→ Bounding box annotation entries
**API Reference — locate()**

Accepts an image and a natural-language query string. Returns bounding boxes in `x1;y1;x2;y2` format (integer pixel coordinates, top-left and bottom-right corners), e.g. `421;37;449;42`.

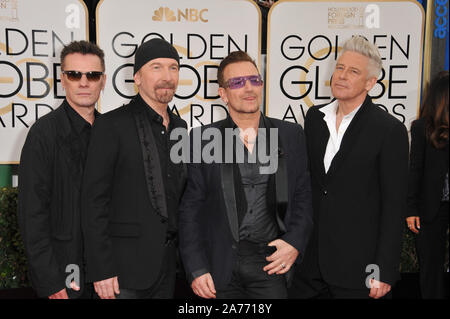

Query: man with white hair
292;36;408;299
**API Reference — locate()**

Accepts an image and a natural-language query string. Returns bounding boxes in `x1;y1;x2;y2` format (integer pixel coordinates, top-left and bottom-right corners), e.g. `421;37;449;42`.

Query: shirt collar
230;112;266;129
64;101;99;134
319;100;362;120
137;94;174;130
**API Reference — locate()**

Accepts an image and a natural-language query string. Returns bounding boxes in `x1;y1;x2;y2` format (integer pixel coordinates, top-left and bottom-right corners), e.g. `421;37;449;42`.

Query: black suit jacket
179;118;312;289
82;96;186;289
303;96;408;289
18;100;89;297
408;119;449;222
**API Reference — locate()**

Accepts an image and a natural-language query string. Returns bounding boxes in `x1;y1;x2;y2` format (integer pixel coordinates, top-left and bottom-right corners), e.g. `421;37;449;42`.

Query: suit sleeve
179;129;210;282
376;122;409;285
281;127;313;262
81;117;118;282
407;121;426;216
18;127;65;297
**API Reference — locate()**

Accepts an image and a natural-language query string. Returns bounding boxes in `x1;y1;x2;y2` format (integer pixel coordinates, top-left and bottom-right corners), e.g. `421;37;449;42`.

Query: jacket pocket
109;223;141;237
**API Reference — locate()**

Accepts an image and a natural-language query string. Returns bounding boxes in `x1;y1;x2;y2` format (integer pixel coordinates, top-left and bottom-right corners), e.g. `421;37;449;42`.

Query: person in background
406;71;449;299
82;38;187;299
180;51;312;299
18;41;106;299
294;36;409;299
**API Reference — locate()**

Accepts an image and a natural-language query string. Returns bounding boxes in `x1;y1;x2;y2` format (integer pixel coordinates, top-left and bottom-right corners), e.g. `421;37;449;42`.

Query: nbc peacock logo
152;7;177;22
152;7;208;22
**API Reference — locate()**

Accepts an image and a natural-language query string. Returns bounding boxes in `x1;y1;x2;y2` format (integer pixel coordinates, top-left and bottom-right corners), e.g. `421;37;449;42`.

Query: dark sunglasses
225;75;263;90
62;71;103;82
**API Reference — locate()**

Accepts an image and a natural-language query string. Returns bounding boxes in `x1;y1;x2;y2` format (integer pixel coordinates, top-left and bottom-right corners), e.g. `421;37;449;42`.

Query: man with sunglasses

→ Exercise
Convert the entire listing above into a numbered list of its lines, omitting blank lines and the pictures.

→ Result of this task
1. **API Reference — locate()**
2. Accepts an image and a natural-language query string. Returns bounding boxes in `x1;y1;x2;y2` format (integer pixel coordinates, top-left and bottom-right corners), e.g. `421;37;449;42`.
3. Query: man with white hair
4. 292;36;408;299
5. **API Reference — locate()**
6. Accepts an image and a natural-language query string. Returns bounding boxes in `x1;y1;x2;y2` format (integer pixel coordinates, top-left and bottom-right corners), e.g. `421;37;449;42`.
7. Query: shirt collar
8. 230;112;266;129
9. 64;101;99;134
10. 319;100;362;120
11. 137;94;174;130
12. **API Reference — locate()**
13. Accepts an image and a natural-language query string. Returns bounding boxes in `x1;y1;x2;y2` format (integer pixel coordinates, top-left and bottom-right corners), e.g. `421;37;449;42`.
14. Query: black suit jacket
15. 179;118;312;289
16. 82;96;186;289
17. 303;96;408;289
18. 18;100;89;297
19. 408;119;449;222
20. **API Reference — locate()**
21. Accepts an image and a natural-language query string. Returns bounding boxes in `x1;y1;x2;y2` format (integer pixel coordinates, top-left and bottom-right corners), e.g. `421;37;449;42`.
22. Query: suit sleeve
23. 179;129;210;282
24. 376;122;409;285
25. 281;127;313;262
26. 81;117;118;282
27. 407;121;426;216
28. 18;127;65;297
29. **API Reference — locate()**
30. Accepts an image and a natural-language query string. Returns bounding boxes in `x1;y1;x2;y2` format (integer pixel coordinates, top-left and bottom-right corners), e.g. `421;37;449;42`.
31. Query: jacket pocket
32. 109;223;141;237
33. **API Reference — locate()**
34. Accepts an image and a natural-language query string. Returns bounding boxes in `x1;y1;x2;y2` format (integer pixel coordinates, top-left and bottom-right corners), e.g. `421;37;449;42`.
35. Query: person in background
36. 406;71;449;299
37. 82;38;187;299
38. 180;51;312;299
39. 18;41;106;299
40. 294;36;409;299
41. **API Reference — locate()**
42. Accepts an image and a natural-language query string. Returns bounding boxes in `x1;y1;x2;y2` format (integer pixel coordinates, top-left and bottom-right corners), e.g. `421;37;449;42`.
43. Query: nbc peacock logo
44. 152;7;177;22
45. 152;7;208;22
46. **API Reference — locate()**
47. Accepts an image and a natural-language query string. Returns bounding boxes in `x1;y1;x2;y2` format (integer pixel coordinates, top-left and bottom-right corners), e.g. `421;37;449;42`.
48. Query: dark sunglasses
49. 225;75;263;90
50. 62;71;103;82
51. **API Reference — locate()**
52. Accepts an image and a natural-language query string. Returns bounding boxes in `x1;y1;x2;y2` format (integer pixel coordinates, top-left and bottom-right corners), e.g. `421;37;449;42`.
53. Query: man with sunglasses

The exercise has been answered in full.